::: Material for the task

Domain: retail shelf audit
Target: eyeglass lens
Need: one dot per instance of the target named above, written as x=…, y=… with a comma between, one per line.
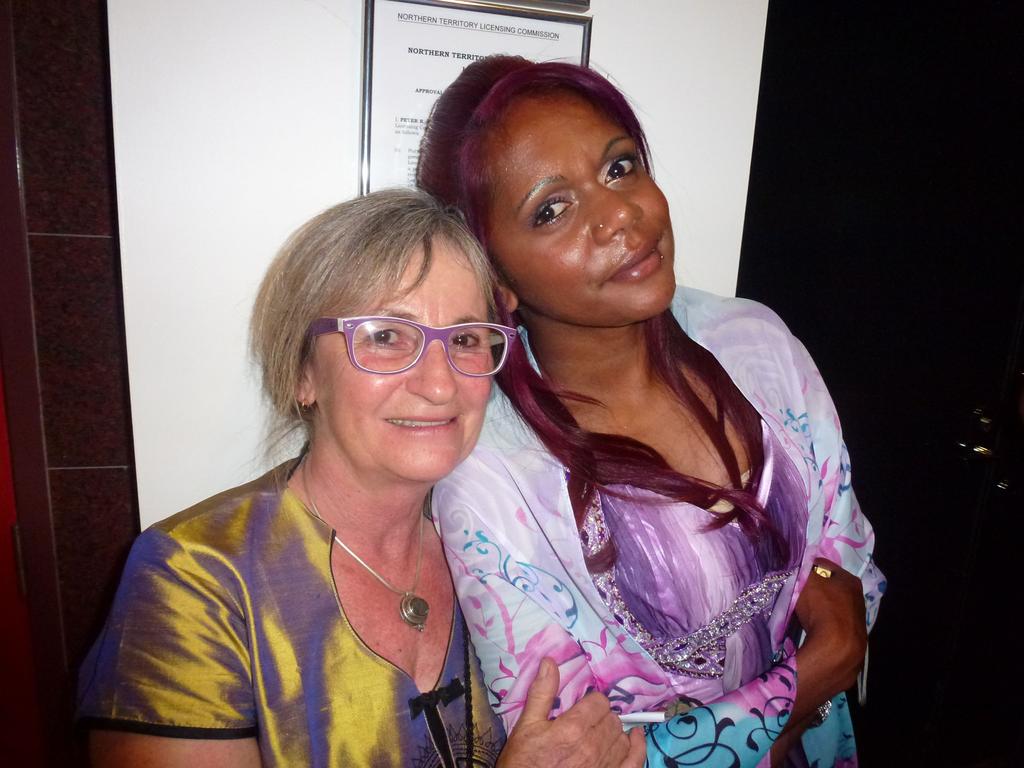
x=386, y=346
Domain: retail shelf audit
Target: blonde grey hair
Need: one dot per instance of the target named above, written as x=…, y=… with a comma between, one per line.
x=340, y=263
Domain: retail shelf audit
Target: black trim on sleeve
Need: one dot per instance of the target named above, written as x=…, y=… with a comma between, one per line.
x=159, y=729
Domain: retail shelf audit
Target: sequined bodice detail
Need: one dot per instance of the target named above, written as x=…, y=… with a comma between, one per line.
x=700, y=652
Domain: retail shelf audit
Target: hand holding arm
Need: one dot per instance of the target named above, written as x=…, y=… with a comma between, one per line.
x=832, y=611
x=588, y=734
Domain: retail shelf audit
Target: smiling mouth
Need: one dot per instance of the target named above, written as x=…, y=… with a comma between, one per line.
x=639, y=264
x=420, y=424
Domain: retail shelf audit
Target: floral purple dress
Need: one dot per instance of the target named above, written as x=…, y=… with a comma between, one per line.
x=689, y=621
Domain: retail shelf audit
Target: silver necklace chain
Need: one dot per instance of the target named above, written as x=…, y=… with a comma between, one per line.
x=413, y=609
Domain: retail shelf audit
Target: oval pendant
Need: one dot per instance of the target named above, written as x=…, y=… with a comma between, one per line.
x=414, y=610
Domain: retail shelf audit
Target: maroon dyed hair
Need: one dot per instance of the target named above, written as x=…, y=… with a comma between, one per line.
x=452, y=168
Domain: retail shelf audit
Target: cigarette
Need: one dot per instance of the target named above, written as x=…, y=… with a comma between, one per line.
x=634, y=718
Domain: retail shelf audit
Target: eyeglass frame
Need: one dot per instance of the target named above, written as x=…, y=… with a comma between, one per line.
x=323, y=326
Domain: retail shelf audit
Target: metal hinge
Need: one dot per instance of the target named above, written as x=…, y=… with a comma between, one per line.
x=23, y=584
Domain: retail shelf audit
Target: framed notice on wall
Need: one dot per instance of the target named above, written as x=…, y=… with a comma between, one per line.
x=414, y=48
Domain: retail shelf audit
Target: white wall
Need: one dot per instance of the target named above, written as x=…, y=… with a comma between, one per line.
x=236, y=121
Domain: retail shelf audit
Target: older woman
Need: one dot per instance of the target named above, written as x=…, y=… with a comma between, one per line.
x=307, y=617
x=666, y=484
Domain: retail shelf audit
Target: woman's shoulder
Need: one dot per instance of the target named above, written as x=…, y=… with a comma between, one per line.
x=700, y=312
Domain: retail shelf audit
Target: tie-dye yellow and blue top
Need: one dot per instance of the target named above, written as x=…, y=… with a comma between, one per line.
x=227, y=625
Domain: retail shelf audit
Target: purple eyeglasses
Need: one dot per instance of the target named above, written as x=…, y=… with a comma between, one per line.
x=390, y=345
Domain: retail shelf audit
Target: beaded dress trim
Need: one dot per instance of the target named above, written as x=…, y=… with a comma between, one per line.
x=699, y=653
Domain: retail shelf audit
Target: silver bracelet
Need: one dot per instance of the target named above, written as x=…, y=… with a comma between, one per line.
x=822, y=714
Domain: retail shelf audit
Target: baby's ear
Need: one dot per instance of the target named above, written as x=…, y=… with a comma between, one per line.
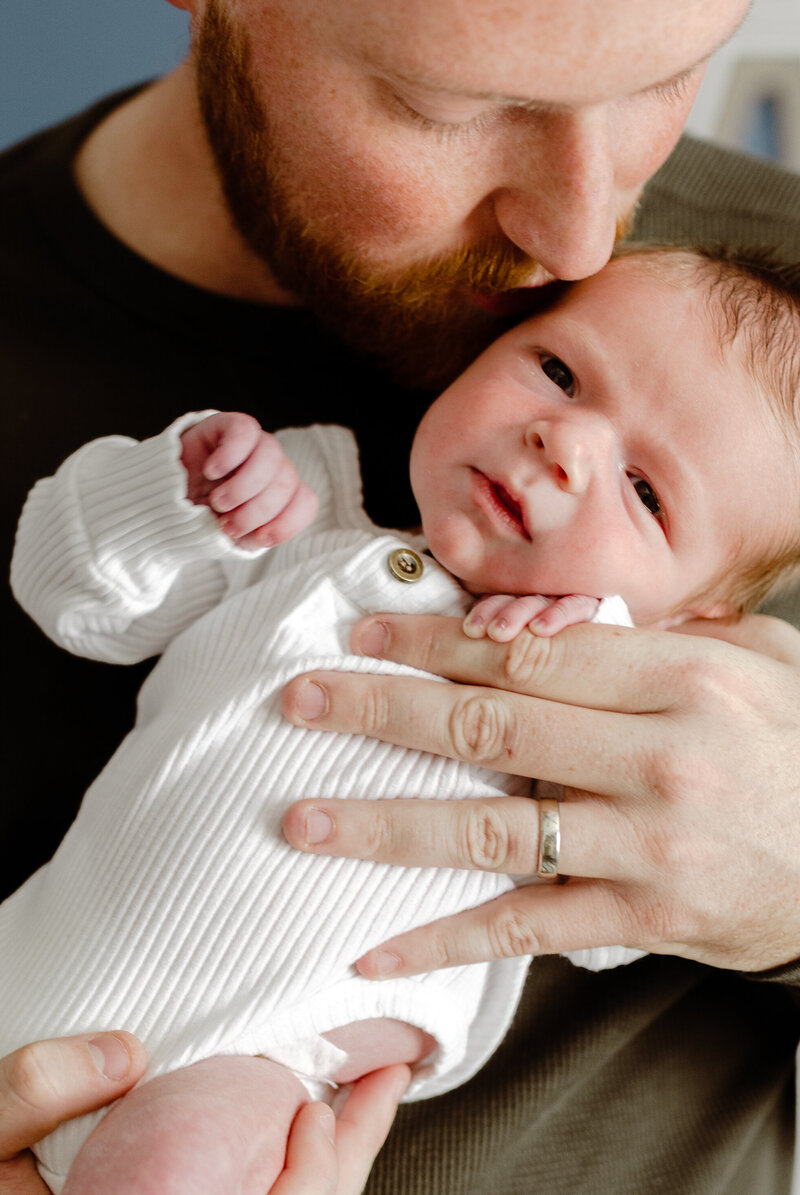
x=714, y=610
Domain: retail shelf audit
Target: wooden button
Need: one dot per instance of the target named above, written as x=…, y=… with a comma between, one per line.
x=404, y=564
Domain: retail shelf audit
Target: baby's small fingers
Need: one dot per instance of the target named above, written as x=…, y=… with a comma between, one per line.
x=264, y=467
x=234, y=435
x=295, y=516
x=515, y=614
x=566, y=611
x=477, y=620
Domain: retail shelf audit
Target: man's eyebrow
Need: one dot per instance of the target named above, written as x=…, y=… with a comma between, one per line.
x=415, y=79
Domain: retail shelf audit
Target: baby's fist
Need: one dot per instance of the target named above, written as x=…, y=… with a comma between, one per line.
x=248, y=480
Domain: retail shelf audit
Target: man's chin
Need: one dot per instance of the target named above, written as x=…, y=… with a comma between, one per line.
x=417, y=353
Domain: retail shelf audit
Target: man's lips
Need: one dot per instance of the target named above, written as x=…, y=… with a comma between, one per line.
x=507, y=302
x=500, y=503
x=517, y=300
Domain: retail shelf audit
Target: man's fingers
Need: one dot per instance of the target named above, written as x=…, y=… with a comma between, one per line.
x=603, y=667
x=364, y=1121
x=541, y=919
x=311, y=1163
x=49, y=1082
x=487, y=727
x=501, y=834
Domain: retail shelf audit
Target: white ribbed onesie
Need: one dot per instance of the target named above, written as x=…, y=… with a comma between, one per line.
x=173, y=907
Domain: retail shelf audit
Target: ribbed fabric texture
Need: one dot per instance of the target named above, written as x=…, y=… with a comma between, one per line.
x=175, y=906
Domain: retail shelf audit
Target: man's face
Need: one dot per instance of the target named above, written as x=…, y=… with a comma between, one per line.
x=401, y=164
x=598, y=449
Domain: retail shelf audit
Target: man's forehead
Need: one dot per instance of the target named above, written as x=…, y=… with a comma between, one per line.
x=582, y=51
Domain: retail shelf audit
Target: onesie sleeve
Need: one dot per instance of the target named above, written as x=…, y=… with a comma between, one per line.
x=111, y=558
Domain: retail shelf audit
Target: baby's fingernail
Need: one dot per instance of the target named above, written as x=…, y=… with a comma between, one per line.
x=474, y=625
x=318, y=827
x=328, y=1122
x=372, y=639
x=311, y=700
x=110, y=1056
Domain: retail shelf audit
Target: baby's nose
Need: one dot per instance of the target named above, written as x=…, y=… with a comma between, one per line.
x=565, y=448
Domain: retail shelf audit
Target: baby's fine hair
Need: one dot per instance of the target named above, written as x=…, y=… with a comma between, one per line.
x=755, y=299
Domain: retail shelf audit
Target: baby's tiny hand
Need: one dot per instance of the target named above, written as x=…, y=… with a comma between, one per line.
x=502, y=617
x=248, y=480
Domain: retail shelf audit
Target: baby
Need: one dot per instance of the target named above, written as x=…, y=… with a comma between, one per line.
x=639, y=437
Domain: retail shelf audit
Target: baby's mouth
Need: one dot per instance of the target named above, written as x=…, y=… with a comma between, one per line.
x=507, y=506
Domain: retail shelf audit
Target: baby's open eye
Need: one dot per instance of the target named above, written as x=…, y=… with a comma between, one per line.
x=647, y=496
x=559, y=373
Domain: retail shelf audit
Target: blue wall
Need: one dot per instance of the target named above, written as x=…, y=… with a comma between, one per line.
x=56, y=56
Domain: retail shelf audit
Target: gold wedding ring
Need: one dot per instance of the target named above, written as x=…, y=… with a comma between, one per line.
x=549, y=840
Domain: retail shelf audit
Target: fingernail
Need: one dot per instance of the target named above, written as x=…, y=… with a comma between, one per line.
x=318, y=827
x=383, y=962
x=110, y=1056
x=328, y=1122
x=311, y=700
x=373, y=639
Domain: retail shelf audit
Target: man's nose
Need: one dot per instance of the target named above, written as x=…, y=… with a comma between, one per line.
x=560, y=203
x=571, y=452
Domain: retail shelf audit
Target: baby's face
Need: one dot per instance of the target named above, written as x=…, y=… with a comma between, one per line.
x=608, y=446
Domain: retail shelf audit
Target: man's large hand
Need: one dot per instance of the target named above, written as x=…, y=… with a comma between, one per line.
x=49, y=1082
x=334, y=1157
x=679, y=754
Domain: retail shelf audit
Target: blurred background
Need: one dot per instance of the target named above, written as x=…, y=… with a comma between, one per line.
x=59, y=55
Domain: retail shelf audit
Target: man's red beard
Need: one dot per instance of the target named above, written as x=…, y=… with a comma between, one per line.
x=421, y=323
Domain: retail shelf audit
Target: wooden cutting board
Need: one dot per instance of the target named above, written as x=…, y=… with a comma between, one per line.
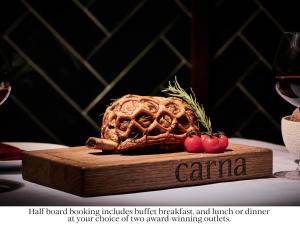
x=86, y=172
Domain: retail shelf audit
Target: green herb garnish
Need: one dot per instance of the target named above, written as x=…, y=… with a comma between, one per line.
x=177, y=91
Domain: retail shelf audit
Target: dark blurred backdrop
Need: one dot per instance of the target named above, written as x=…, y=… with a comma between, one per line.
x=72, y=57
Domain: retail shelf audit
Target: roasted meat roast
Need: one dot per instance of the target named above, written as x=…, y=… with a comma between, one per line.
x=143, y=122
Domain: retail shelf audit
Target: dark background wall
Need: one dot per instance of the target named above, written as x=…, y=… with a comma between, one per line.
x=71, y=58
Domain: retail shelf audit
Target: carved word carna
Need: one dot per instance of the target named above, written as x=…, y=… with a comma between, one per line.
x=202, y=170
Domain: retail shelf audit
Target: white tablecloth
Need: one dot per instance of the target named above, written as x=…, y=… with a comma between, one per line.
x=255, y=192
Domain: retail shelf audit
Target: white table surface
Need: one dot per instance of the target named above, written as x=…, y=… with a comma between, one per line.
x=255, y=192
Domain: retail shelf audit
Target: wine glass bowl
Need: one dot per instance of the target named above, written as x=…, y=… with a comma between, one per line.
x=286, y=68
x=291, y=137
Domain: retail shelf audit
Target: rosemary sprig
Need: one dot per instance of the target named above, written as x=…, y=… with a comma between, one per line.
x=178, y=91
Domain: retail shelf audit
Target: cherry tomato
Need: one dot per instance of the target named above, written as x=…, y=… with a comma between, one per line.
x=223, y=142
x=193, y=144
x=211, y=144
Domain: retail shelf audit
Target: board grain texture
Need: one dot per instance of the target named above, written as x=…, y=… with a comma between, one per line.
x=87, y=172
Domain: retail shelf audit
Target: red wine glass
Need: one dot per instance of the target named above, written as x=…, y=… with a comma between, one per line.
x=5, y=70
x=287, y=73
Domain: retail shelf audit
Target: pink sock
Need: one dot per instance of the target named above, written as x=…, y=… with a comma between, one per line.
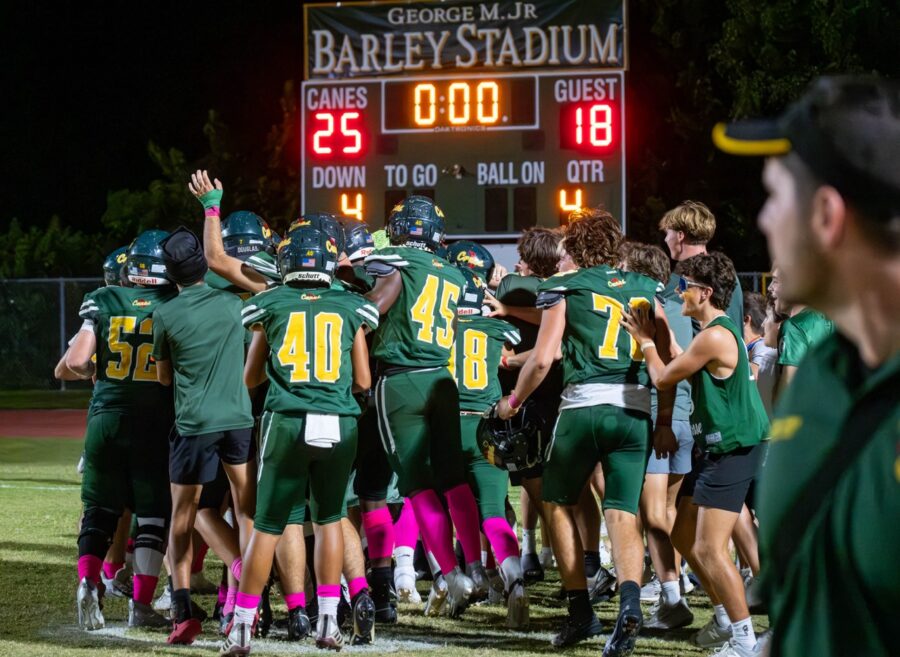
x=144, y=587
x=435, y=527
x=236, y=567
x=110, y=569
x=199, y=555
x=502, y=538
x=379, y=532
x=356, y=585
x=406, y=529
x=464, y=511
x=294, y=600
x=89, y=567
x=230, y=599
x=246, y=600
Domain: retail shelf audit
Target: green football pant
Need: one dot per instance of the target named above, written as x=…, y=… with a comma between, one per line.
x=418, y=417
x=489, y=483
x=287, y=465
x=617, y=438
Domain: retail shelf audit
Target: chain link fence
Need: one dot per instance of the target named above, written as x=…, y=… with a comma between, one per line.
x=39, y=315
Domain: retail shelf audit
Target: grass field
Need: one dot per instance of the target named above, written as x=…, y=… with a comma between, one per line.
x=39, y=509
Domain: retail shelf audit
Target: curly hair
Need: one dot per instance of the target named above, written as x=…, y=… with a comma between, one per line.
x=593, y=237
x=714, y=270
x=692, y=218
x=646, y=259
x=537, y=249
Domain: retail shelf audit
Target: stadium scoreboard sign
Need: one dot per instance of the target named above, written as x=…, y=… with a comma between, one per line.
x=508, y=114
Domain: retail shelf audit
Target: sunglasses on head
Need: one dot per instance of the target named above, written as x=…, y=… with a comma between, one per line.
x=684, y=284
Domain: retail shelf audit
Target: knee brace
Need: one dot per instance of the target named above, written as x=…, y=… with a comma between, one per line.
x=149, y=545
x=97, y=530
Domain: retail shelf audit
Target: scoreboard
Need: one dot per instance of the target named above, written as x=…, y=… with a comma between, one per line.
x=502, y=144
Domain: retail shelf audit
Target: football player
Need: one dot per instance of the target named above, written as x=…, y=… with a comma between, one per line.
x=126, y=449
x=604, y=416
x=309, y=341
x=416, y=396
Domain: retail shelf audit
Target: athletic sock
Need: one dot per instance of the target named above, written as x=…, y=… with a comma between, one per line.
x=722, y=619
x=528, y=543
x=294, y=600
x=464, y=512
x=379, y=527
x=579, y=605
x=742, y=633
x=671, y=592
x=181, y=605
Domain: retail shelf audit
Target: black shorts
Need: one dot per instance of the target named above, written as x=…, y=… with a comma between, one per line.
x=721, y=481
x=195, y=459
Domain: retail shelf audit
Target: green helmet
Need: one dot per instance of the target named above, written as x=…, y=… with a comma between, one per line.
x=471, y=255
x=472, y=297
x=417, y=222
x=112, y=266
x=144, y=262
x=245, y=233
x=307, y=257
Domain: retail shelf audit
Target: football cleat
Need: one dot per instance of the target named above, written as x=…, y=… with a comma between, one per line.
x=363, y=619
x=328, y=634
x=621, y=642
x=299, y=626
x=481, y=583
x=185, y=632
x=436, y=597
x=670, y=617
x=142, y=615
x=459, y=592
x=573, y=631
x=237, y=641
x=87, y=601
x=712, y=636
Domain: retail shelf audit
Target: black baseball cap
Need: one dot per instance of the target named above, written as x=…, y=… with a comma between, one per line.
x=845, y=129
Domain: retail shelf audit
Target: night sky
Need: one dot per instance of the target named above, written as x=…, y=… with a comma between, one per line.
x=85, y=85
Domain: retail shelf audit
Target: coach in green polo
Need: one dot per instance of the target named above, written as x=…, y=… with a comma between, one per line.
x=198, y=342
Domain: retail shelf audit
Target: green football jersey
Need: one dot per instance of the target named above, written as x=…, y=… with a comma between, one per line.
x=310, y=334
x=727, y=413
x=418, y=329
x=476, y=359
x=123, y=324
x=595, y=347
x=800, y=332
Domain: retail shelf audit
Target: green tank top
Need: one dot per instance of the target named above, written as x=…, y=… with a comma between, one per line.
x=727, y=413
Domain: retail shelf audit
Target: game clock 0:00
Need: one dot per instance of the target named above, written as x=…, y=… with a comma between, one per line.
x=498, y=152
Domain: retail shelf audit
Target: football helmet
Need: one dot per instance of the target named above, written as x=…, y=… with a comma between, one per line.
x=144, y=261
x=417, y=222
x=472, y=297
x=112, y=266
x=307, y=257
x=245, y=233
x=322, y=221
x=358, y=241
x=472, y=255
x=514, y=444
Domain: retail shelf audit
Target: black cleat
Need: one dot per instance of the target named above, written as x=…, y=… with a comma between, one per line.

::::::

**Exercise brief:** Please output the lines as a JSON list of strings, one string per line with blank lines left out, starting at the first line and ending at the line that contains "x=340, y=263", both included. Leave the pictures out of the answer.

**Full answer:**
[
  "Domain: retail shelf audit",
  "Target: eyeglass lens",
  "Need: one dot per instance of the target named above, written as x=…, y=… with a comma between, one per line.",
  "x=386, y=346",
  "Domain: retail shelf audit",
  "Target: blonde grey hair",
  "Need: one dot per instance of the target named above, written as x=…, y=… with a comma between, one per line.",
  "x=340, y=263"
]